═════ THE RECORDS ═════

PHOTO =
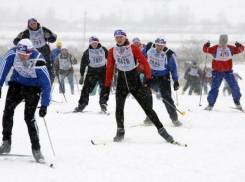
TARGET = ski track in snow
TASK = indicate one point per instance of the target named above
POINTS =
(215, 142)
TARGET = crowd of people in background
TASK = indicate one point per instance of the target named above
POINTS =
(127, 68)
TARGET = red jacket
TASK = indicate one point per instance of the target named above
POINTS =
(222, 66)
(138, 56)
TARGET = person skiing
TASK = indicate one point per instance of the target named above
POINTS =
(126, 56)
(162, 61)
(193, 77)
(54, 53)
(29, 81)
(63, 68)
(95, 58)
(227, 87)
(207, 79)
(136, 41)
(222, 69)
(40, 37)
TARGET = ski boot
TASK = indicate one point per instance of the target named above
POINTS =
(165, 135)
(120, 135)
(38, 156)
(103, 107)
(80, 108)
(238, 105)
(147, 121)
(209, 107)
(177, 123)
(5, 147)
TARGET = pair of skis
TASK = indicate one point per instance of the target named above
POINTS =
(105, 143)
(41, 161)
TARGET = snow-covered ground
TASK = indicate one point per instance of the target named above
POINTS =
(215, 149)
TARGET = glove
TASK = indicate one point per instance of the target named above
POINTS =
(147, 83)
(43, 111)
(81, 80)
(20, 35)
(207, 44)
(106, 92)
(47, 35)
(176, 86)
(238, 44)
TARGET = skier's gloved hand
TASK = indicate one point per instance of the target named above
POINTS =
(106, 92)
(176, 85)
(207, 44)
(147, 83)
(238, 44)
(20, 35)
(81, 80)
(43, 111)
(47, 35)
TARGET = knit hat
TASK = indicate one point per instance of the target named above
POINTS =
(25, 47)
(160, 40)
(31, 20)
(120, 32)
(223, 38)
(59, 44)
(93, 39)
(136, 39)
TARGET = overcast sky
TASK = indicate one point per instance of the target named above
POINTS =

═════

:: EXERCISE INSTRUCTIONS ::
Duplicate every line of the rows above without any changes. Leave the pictures out of your copy.

:: COMPLETED EXERCISE ::
PHOTO =
TARGET = ski track in snow
TASK = indicate one point per instance of the target named above
POINTS =
(215, 142)
TARGET = crowd of people in background
TASK = indicate one point per instance of the target named above
POINTS =
(127, 68)
TARGET = red jacket
TASK = indicate one point per instance of the target named above
POINTS =
(222, 66)
(138, 56)
TARGET = person skiing
TASK = indicate one point per instance of the target named above
POINTS =
(126, 56)
(162, 61)
(193, 77)
(54, 53)
(29, 81)
(63, 68)
(95, 58)
(227, 87)
(207, 79)
(136, 41)
(222, 69)
(40, 37)
TARGET = ski boot
TASK = indicate one point per instance of the target named above
POINTS =
(165, 135)
(120, 135)
(38, 156)
(103, 107)
(80, 108)
(238, 105)
(147, 121)
(209, 107)
(177, 123)
(5, 147)
TARGET = pair of skis
TASK = indicate one point per instance of the target named above
POINTS =
(105, 143)
(41, 161)
TARGET = snow-covered ground
TASK = indicate one point per instance of the target named above
POINTS =
(215, 149)
TARGET = glove
TASK = indicate one point per instance of the target named above
POINTS =
(147, 83)
(43, 111)
(81, 80)
(20, 35)
(207, 44)
(106, 92)
(47, 35)
(176, 86)
(238, 44)
TARGET = skier's gloved hand
TASK = indicate one point per instance of the target named above
POINTS =
(106, 92)
(176, 85)
(207, 44)
(147, 83)
(238, 44)
(20, 35)
(81, 80)
(43, 111)
(47, 35)
TARGET = knit hat
TASK = indicate one point per instance of the target named above
POINTS =
(25, 47)
(160, 40)
(31, 20)
(120, 32)
(223, 38)
(59, 44)
(93, 39)
(136, 39)
TARGET = overcast sky
TASK = indicate one point per instance of the target named above
POINTS =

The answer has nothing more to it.